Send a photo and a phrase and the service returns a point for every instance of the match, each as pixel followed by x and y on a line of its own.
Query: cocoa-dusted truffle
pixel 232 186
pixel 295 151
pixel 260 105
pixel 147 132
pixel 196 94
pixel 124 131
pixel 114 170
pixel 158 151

========

• **THE EXERCISE**
Rewrite the entries above with "cocoa-dusted truffle" changed to "powdered chocolate truffle" and nothing else altered.

• **RESPONSE TO THIS EXERCISE**
Send a photo and a phrase and the service returns a point for every instance of the match, each as pixel followed by x and y on a line of its own.
Query: powdered chocolate truffle
pixel 232 186
pixel 295 151
pixel 260 105
pixel 147 132
pixel 196 94
pixel 124 131
pixel 114 170
pixel 158 151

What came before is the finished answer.